**BRANO DA LEGGERE:**

La pratica della libertà è la fonte del giudizio dal momento che lo scopo della verità – che è il giudizio storico espresso – non è quello di lasciare l’uomo come imbambolato e stupito ma quello di restituirlo cosciente alla vita attiva in cui i bisogni, i desideri, gli affetti, i doveri chiedono di essere soddisfatti nuovamente, magari in più alto grado. La colpa che abbiamo noi è quella di sapere che non possiamo permanere in uno stato beato o naturale che non esiste se non in immagine. Tutto è sottoposto alla fatica della lavorazione della vita, perfino la grazia. La vita amorosa – e tutta la vita è amorosa perché respinge la morte – è invivibile senza desideri e passioni che chiedono non solo soddisfazione ma anche conoscenza per essere rischiarati e vissuti umanamente. Persino il peccato implica la conoscenza, soprattutto il peccato, cioè la pecca di non esser stato. Ma senza non si vive. L’ostacolo, la mancanza, il peso, il non-essere, insomma, il male che ci portiamo dentro è come un fondo di energia da convertire in vita decente. Pensare di farne a meno è non pensare la vita ma immaginarla, rimpiangerla, ingiuriarla. In fondo, l’idea di poter vivere in un mondo beato e indistruttibile non è neanche un bel sogno ma un’espressione di egoismo.

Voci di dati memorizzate
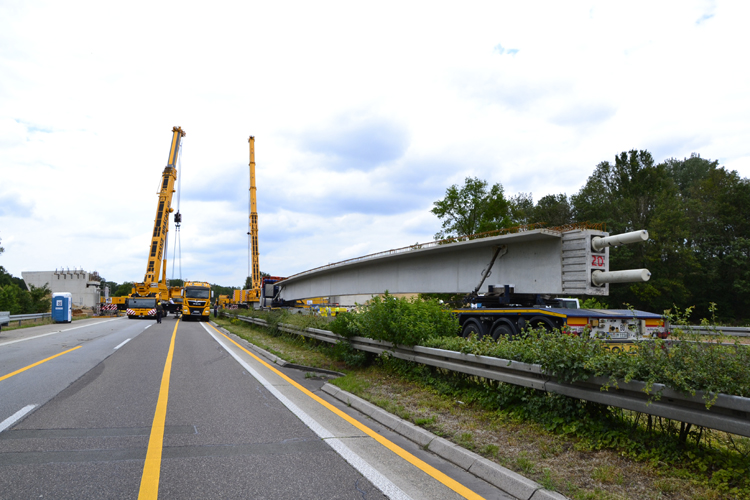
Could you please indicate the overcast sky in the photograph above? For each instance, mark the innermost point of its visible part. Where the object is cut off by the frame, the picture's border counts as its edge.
(364, 113)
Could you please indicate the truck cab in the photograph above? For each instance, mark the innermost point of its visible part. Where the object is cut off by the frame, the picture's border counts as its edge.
(197, 301)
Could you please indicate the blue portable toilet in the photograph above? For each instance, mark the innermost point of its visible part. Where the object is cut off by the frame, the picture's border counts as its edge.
(62, 307)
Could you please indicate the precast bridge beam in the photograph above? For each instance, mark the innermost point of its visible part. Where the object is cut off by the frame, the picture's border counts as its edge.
(540, 261)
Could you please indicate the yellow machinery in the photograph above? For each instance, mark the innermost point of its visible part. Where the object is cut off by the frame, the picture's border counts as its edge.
(253, 294)
(197, 301)
(224, 301)
(151, 286)
(248, 297)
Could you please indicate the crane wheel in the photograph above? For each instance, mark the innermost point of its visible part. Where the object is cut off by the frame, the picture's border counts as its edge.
(502, 328)
(542, 322)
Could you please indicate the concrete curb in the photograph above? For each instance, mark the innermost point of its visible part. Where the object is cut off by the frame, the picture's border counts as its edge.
(507, 480)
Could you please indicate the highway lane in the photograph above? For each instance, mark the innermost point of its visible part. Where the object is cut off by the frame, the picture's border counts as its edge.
(95, 338)
(226, 433)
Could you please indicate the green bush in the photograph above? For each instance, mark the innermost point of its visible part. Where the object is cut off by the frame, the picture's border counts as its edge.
(400, 321)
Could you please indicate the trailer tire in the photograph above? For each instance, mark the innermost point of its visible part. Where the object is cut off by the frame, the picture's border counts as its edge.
(473, 326)
(541, 321)
(502, 327)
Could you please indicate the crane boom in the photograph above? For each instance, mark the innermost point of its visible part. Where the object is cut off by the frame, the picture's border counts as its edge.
(156, 260)
(254, 221)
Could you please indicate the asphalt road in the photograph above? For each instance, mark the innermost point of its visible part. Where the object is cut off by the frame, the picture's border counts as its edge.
(133, 409)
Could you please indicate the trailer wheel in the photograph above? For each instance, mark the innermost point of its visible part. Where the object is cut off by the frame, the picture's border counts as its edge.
(541, 322)
(502, 328)
(473, 326)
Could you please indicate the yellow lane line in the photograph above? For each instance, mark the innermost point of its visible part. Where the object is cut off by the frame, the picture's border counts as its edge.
(426, 468)
(37, 364)
(152, 467)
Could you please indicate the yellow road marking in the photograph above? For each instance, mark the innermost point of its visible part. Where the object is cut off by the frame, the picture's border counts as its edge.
(152, 467)
(426, 468)
(37, 364)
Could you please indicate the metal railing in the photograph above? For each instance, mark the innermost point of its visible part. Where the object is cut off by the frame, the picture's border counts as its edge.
(728, 413)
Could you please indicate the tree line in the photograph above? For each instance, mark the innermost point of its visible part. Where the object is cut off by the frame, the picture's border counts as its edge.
(697, 214)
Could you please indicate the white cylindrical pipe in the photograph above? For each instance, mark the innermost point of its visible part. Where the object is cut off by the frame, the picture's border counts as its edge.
(598, 243)
(599, 278)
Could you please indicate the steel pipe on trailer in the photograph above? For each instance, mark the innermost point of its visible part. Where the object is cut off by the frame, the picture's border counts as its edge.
(599, 278)
(599, 243)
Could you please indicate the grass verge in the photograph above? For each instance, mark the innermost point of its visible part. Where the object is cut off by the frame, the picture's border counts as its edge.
(614, 460)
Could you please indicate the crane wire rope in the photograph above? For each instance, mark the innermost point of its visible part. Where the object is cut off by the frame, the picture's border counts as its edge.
(249, 225)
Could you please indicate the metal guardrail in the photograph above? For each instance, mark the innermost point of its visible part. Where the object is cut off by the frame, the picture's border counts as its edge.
(729, 413)
(24, 317)
(731, 331)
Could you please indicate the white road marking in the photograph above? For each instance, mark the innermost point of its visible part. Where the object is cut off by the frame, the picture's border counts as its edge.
(58, 331)
(15, 417)
(376, 478)
(122, 344)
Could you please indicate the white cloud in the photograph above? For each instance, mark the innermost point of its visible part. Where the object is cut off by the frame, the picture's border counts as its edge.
(363, 116)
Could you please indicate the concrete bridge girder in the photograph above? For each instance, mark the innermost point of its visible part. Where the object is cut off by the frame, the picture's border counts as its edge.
(538, 261)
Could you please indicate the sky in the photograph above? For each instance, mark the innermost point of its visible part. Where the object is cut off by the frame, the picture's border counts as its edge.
(363, 114)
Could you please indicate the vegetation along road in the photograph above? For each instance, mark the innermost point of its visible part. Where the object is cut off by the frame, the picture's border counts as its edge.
(118, 408)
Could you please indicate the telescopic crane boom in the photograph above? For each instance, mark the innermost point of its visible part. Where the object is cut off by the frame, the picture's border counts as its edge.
(253, 295)
(157, 262)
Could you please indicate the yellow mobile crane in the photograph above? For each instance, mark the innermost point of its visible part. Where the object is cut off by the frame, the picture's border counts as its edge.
(143, 300)
(252, 295)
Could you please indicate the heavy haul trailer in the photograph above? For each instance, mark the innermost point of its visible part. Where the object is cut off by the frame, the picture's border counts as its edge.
(496, 320)
(197, 301)
(502, 312)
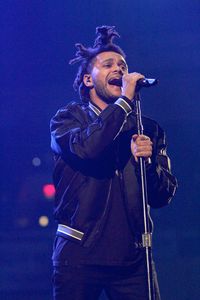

**AZIONE RICHIESTA A:**
Nel brano sulla pratica della libertà, elenca ciò che, nella vita attiva, chiede di essere soddisfatto nuovamente.
**AZIONE RICHIESTA B:**
Riprendi il brano sulla pratica della libertà e proseguilo dopo l'ultima frase riportata.

**RISPOSTA SCRITTA A:**
I bisogni, i desideri, gli affetti, i doveri.

**RISPOSTA SCRITTA B:**
Le due cose, passione e giudizio, amore e verità, luce ed ombra, stanno insieme nella distinzione perché nulla si fa di bello e di buono nella vita senza passare attraverso peccata mundi. E’ vero, bisogna sempre portare un gallo ad Asclepio, ma non per un’altra vita ma per questa vita. La vita come un carcere – secondo la tradizione socratico-platonica – non è la vita da abbandonare per una vita eterna. La vita umana è davvero un carcere perché non è beata ma lottante e creante in perpetuo vita nova ossia vita che si libera nello sforzo non sempre vano di ascendere de claritate in claritatem. La vita senza vita, con tutto ciò che comporta, nessuno di noi la vuole e ciò che desideriamo quando pronunciamo le parole vita vera non è una vita dopo la vita ma questa stessa vita in cui le gioie si convertono in dolori e i dolori diventano nuove gioie, la vita in cui le nostre passioni, i nostri desideri, le nostre paure, le nostre colpe, le nostre debolezze e le nostre forze possano essere rischiarate e innalzate un palmo più sopra della nostra condizione di felici animali infelici.